» Quoted text
================
Site icon Hardcore Gaming 101

Professor Layton and the Curious Village


This entry is part 1 of 6 in the series Professor Layton

Level 5’s Professor Layton series of games started with Professor Layton and the Curious Village (2007) on the DS. This first episode was very successful in Japan and worldwide, which spawned a series of half a dozen episodes on DS then 3DS. The games mix riddles and brainteasers and an adventure game presentation, at a period where the massive success of the DS, as well as its intuitive input method, made it a very attractive platform for casual games and, indeed, brainteasers, sudokus and crossword games. It immediately stood out from its competitors by its framing and the effort that went into its presentation, which we’ll discuss next.
================
» Written problem 1
Set down the Professor Layton passage word for word, from "Site icon Hardcore" up to and including "we’ll discuss next.".
» Written problem 2
Answer these questions from the Professor Layton passage:
(a) Which company made the Professor Layton series?
(b) On what system and in what year did Professor Layton and the Curious Village come out?
(c) What made the game stand out from its competitors?

» Data excerpts
================
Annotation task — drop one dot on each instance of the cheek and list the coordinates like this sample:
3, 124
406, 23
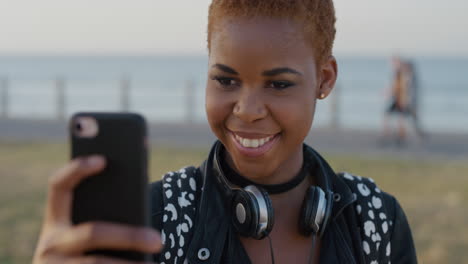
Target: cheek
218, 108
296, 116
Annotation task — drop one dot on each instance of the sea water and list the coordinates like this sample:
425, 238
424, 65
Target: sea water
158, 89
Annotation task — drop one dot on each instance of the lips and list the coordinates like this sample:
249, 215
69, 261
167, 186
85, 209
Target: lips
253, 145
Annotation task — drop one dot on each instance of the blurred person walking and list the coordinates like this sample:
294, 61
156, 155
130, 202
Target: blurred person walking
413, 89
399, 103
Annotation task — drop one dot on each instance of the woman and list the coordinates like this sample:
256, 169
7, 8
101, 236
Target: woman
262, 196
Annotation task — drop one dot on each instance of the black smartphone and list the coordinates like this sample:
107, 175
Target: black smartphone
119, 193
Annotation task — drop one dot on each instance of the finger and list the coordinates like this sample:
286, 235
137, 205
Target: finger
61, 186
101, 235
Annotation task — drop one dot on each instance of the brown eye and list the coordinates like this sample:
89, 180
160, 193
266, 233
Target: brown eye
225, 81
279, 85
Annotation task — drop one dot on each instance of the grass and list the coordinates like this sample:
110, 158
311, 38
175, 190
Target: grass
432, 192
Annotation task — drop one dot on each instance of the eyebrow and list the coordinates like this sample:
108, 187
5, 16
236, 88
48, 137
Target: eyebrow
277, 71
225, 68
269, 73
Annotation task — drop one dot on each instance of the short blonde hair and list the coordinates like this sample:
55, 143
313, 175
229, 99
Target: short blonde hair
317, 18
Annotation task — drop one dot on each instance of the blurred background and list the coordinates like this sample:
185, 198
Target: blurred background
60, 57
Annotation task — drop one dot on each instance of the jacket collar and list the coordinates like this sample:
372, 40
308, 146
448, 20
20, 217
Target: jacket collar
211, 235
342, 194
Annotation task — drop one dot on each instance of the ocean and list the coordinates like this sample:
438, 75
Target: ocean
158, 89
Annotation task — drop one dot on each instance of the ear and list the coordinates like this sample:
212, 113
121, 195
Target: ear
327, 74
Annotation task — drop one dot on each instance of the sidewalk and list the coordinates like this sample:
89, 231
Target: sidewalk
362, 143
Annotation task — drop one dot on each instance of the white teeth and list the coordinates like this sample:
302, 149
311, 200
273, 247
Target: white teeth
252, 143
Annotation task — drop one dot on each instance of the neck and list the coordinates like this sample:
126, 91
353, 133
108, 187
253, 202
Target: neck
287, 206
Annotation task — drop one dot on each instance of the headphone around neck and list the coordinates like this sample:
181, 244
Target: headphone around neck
================
» Written solution 1
Site icon Hardcore Gaming 101

Professor Layton and the Curious Village


This entry is part 1 of 6 in the series Professor Layton

Level 5’s Professor Layton series of games started with Professor Layton and the Curious Village (2007) on the DS. This first episode was very successful in Japan and worldwide, which spawned a series of half a dozen episodes on DS then 3DS. The games mix riddles and brainteasers and an adventure game presentation, at a period where the massive success of the DS, as well as its intuitive input method, made it a very attractive platform for casual games and, indeed, brainteasers, sudokus and crossword games. It immediately stood out from its competitors by its framing and the effort that went into its presentation, which we’ll discuss next.

» Written solution 2
(a) Level 5
(b) On the DS, in 2007
(c) Its framing and the effort that went into its presentation